> Given passage
^^^^^^^^^^^^^^^^

Re: HTML Widgets a11y (was Re: GSOC 2008 advice)
- From: adel <netdur gmail com>
- To: "Willie Walker" <William Walker sun com>
- Cc: gnome-love gnome org, desktop-devel-list gnome org
- Subject: Re: HTML Widgets a11y (was Re: GSOC 2008 advice)
- Date: Thu, 28 Feb 2008 20:12:50 +0000
yesterday on #a11y
10:31 < adel> hey, I need a little help, I am building javascript
widgets, am doing my best making the widgets accessible, currently I
use W3C's ARIA documents, dojo are doing the same but unlike dojo, I
only care (the accessible thing) about GNOME and its technology, is
ARIA the best approach to make dynamic web site accessible to GNOME
users? and how do I test those ARIA roles on GNOME?
On Thu, Feb 28, 2008 at 5:40 PM, Willie Walker <William Walker sun com> wrote:
> I'm retitling this because I was just deleting GSOC mail -- my inbox is
> flooding and I needed to do some drastic filtering. Many thanks to
> Behdad for seeing this message and thinking of me. :-)
>
> For HTML accessibility, the best support is provided by the Gecko engine
> that's in Firefox 3. We've worked very closely with Mozilla on this
> work, and we have pretty decent support for emerging web technologies
> like AJAX/ARIA/LiveRegions as a result. It was a VERY significant effort.
>
> If anyone is doing any sophisticated presentation of web content, I'd
> really recommend they use the Gecko engine that FF3 uses, and I'm happy
> to hear this is on the Yelp radar screen. I just cannot imagine the
> effort it will take to add full a11y support to some other HTML widget.
>
> Will
>
> Shaun McCance wrote:
> > On Thu, 2008-02-28 at 08:18 -0500, Luis Villa wrote:
> >> One followup, one other suggestion, one followup.
> >> On Tue, Feb 26, 2008 at 2:49 PM, Luis Villa<luis tieguy org> wrote:
> >>> * "widgets": Vista, OSX, and KDE4 all have widgets/gadgets/Kthingies
> >>> that are pretty, very easy to use, very easy to develop (since they
> >>> are web-based), and which display more information when needed while
> >>> staying hidden when not needed (both unlike our panel applets.) Some
> >>> work has already been done on doing this with gtk-webkit[1]- perhaps
> >>> that could be built on? (It seems to me that from a user perspective
> >>> this approach is really superior to applets and what we should be
> >>> focusing on long-term instead of reworking applets, but YMMV.)

^^^^^^^^^^^^^^^^

Reproduce the part of the mailing list message that starts at the words "- Date: Thu, 28" and ends after "roles on GNOME?".

[Point annotation listing]
^^^^^^^^^^^^^^^^

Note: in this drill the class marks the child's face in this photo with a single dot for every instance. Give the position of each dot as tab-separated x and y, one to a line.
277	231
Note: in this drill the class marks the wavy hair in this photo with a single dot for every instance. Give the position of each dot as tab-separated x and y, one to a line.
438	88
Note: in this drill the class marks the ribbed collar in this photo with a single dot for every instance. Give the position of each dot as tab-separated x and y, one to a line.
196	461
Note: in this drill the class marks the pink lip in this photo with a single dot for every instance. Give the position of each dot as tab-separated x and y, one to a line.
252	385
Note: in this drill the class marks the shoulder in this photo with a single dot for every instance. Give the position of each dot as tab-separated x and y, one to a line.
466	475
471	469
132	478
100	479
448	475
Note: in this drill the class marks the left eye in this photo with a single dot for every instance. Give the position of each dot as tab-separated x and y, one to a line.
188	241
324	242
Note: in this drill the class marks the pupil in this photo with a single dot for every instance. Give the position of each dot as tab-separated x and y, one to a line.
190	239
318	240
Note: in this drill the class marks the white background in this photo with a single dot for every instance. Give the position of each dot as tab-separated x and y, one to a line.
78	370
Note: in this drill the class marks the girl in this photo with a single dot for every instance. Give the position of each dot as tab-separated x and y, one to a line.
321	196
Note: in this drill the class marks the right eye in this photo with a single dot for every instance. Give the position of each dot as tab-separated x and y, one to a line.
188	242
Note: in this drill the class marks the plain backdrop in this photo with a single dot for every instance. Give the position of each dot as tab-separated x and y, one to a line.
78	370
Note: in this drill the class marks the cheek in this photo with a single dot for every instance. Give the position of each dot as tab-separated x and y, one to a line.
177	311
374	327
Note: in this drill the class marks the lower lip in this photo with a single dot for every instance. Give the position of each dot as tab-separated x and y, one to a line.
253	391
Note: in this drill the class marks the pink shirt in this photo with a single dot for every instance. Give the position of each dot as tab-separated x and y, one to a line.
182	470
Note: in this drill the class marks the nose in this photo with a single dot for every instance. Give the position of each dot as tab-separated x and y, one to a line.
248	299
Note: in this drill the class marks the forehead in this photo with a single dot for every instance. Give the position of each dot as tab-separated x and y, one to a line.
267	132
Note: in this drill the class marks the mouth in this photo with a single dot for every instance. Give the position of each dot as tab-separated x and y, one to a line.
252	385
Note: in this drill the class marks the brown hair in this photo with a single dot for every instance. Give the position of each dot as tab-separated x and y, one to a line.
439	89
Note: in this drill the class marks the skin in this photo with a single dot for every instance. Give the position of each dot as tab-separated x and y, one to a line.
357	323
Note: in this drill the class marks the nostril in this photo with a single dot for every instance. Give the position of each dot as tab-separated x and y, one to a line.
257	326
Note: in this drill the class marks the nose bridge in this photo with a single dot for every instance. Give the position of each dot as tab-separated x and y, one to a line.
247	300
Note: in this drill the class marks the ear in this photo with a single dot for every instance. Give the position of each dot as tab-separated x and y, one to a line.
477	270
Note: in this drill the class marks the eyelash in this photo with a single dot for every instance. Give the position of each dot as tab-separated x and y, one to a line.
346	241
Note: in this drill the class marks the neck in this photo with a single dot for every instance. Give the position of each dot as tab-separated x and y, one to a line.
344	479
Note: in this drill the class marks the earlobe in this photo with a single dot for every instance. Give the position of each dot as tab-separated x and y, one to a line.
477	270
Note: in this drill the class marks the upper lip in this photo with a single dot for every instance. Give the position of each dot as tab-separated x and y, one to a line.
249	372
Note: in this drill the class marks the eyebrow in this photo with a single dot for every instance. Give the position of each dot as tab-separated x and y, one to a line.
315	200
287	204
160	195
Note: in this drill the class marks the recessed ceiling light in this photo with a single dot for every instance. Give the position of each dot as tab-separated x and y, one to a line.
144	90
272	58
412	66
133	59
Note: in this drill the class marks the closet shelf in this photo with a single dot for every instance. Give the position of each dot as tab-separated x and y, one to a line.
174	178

^^^^^^^^^^^^^^^^

> Reply
- Date: Thu, 28 Feb 2008 20:12:50 +0000
yesterday on #a11y
10:31 < adel> hey, I need a little help, I am building javascript
widgets, am doing my best making the widgets accessible, currently I
use W3C's ARIA documents, dojo are doing the same but unlike dojo, I
only care (the accessible thing) about GNOME and its technology, is
ARIA the best approach to make dynamic web site accessible to GNOME
users? and how do I test those ARIA roles on GNOME?